-- WHAT IS NEEDED --
Render the lines below as a numbered list, from the line containing "Each instance receives one keypoint. Mark the white wall" through the last line, omitting any blank lines.

-- GIVEN DATA --
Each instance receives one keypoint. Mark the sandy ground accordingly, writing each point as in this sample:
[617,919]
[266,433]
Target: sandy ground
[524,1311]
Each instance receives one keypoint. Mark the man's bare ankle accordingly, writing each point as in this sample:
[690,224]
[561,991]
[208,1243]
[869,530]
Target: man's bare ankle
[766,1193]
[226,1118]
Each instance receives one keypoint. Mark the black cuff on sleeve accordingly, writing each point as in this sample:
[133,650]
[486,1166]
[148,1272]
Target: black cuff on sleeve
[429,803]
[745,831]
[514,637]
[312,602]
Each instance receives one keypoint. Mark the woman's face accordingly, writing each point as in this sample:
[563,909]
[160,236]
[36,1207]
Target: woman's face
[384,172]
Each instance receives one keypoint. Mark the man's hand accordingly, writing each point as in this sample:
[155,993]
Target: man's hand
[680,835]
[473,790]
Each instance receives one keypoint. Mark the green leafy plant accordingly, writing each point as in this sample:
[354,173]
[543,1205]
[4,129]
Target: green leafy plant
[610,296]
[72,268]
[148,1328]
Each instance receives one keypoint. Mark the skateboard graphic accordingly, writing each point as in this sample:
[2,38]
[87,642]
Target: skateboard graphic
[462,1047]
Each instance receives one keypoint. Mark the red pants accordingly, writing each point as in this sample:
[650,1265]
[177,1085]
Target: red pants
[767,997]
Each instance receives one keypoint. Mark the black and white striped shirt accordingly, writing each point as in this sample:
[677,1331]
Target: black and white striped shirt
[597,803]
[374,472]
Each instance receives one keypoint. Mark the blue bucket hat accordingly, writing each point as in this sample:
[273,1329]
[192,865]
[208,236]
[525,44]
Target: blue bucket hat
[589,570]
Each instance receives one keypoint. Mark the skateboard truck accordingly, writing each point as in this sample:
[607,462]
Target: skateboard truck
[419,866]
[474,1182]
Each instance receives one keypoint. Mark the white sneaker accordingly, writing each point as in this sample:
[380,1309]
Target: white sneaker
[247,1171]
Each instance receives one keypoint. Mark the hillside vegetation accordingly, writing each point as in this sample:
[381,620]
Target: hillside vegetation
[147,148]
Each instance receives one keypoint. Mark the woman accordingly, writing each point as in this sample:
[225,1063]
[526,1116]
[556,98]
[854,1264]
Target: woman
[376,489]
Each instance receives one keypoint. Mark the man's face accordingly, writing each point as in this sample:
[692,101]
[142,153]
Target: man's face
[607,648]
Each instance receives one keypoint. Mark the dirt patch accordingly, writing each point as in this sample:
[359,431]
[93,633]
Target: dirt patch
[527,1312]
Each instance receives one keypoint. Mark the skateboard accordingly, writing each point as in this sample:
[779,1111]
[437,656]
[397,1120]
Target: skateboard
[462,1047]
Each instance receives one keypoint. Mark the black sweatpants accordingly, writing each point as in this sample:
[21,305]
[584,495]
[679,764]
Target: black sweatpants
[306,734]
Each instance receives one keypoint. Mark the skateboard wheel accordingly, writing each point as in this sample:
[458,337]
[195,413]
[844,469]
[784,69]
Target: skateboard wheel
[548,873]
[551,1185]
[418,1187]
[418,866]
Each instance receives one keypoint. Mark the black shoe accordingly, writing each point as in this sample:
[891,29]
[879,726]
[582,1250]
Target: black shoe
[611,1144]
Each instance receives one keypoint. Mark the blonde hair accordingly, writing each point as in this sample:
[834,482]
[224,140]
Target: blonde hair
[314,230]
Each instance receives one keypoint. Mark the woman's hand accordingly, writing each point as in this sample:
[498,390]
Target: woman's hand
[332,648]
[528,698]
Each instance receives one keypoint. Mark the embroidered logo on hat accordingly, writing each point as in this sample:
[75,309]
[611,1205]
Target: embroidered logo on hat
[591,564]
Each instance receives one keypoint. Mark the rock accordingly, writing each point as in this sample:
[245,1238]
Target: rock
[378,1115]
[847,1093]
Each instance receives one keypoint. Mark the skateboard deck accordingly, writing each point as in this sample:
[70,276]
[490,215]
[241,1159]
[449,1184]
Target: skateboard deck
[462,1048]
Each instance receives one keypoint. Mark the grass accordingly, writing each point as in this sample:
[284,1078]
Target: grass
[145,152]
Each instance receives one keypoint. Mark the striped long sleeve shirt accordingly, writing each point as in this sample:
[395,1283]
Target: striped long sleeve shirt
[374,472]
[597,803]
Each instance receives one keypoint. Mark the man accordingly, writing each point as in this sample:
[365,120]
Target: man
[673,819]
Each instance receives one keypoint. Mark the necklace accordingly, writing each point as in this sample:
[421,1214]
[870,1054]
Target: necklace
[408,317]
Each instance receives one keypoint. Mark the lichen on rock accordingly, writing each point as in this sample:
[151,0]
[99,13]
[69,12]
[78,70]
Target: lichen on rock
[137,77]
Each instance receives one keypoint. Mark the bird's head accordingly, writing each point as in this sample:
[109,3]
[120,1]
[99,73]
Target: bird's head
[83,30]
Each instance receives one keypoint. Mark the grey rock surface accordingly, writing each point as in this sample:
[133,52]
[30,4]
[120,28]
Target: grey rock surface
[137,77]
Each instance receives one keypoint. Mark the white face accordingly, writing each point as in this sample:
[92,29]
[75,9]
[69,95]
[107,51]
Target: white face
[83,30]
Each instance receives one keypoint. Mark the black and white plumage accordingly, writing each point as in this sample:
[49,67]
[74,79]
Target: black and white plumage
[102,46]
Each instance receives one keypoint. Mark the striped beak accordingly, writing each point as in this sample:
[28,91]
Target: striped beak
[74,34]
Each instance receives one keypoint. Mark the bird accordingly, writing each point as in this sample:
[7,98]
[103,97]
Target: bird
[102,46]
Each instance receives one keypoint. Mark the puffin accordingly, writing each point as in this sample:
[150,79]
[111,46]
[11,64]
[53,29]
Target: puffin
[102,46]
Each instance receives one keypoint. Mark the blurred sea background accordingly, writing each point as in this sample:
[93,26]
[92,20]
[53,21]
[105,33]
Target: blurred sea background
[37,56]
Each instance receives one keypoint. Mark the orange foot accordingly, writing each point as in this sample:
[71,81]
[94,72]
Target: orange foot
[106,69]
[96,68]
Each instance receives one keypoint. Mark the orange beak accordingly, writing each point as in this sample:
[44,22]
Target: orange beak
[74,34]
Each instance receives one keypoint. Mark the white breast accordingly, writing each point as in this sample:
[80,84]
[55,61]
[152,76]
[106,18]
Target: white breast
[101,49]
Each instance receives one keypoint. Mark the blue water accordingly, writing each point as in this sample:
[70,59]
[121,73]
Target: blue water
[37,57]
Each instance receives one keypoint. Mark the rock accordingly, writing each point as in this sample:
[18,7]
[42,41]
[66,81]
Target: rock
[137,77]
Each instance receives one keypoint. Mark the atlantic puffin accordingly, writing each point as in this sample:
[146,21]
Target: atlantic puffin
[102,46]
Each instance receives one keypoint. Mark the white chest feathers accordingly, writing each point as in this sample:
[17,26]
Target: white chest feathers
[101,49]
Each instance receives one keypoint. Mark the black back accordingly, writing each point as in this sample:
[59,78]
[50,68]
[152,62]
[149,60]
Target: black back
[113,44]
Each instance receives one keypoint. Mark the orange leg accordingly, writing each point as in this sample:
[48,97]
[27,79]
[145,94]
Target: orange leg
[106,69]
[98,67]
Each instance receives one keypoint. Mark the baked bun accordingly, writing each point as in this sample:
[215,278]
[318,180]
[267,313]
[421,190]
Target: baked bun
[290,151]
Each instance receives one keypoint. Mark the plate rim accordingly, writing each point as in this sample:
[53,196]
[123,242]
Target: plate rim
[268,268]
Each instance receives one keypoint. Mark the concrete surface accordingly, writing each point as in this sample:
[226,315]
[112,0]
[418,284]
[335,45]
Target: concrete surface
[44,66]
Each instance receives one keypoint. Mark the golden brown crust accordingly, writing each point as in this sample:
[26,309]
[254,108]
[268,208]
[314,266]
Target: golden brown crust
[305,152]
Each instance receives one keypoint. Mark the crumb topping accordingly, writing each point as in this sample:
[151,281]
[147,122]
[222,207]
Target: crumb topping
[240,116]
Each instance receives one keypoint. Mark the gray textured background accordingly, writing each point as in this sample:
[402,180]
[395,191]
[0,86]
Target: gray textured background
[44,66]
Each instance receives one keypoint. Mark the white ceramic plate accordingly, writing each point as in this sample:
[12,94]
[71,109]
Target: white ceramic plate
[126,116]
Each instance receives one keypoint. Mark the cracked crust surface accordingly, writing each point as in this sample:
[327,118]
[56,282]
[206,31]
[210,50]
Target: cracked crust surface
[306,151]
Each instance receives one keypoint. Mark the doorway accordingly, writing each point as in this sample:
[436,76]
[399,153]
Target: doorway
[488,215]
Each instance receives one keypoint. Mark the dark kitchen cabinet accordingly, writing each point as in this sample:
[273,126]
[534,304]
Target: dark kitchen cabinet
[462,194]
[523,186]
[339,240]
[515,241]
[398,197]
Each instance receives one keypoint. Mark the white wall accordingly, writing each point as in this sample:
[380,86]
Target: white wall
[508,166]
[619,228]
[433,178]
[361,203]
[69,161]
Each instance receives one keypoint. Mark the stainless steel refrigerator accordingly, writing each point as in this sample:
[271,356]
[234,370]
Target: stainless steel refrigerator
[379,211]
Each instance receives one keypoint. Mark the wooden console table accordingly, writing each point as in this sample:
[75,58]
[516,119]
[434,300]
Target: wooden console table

-- OUTPUT OF THE TASK --
1. Each instance receives one keypoint. Mark the white wall accordingly, writing each point as in this sample:
2. [380,86]
3. Target: white wall
4. [508,166]
5. [619,228]
6. [433,178]
7. [361,203]
8. [69,161]
9. Each instance receives one keypoint. Mark the stainless steel refrigerator accordingly, writing each point as in this sample:
10. [271,356]
11. [234,370]
12. Target: stainless steel refrigerator
13. [379,211]
14. Each instance receives one keypoint. Mark the wooden console table accordingly, writing each point as in this sample:
15. [75,58]
16. [516,119]
17. [434,300]
18. Target: wooden console table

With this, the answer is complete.